**What is being asked**. Reproduce each of the records below line for line, omitting the pictures from your reproduction.

**Input data**.
▬▬▬▬▬▬▬▬▬▬

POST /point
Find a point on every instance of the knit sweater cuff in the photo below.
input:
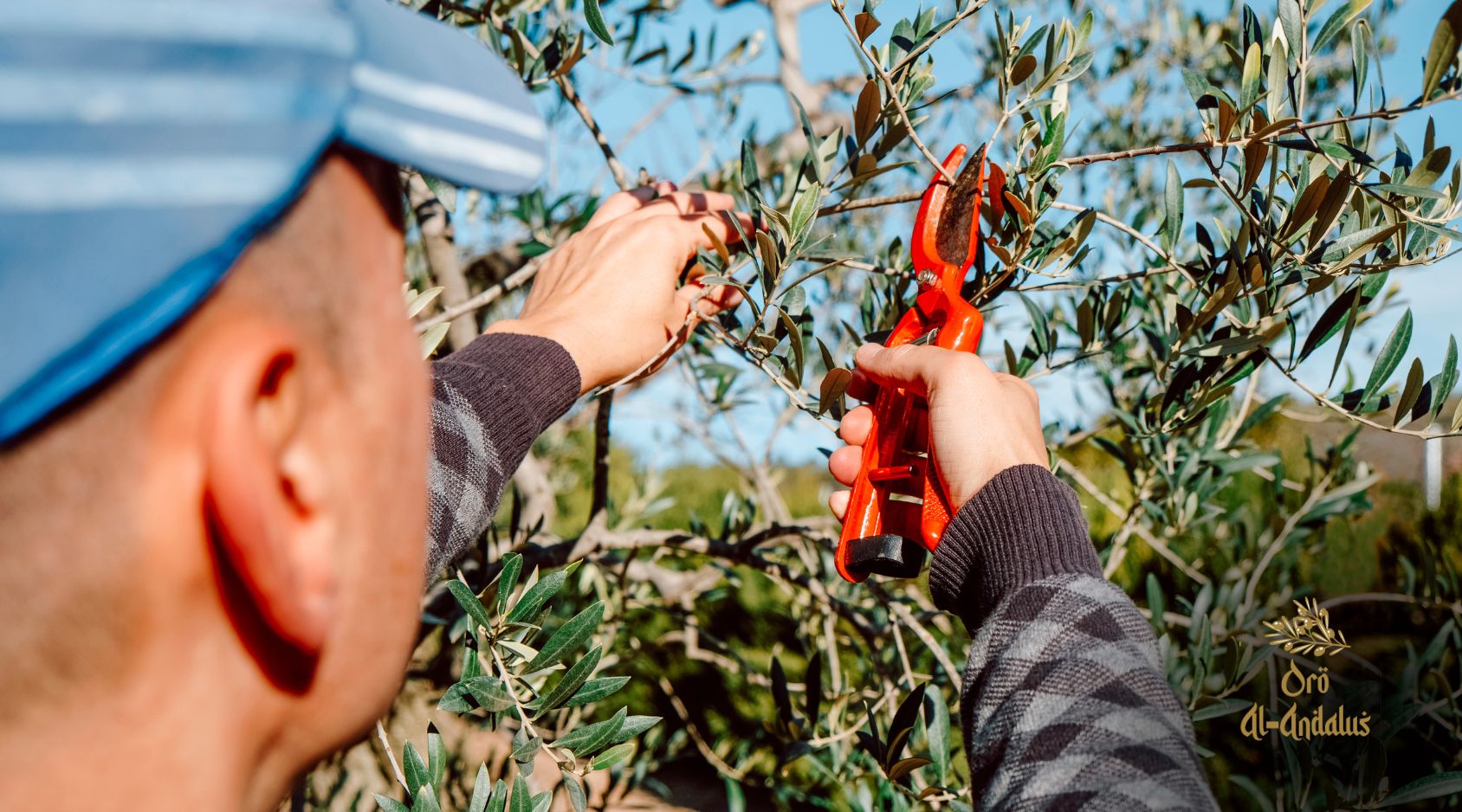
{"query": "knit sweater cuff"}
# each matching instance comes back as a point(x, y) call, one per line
point(1022, 526)
point(518, 384)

▬▬▬▬▬▬▬▬▬▬

**Answer to the task**.
POST /point
Find a point on every instance of the knit sweater cuff in the photo below.
input:
{"query": "knit sweater cuff"}
# each matching instance comes back as a point(x, y) call, one per line
point(1022, 526)
point(518, 384)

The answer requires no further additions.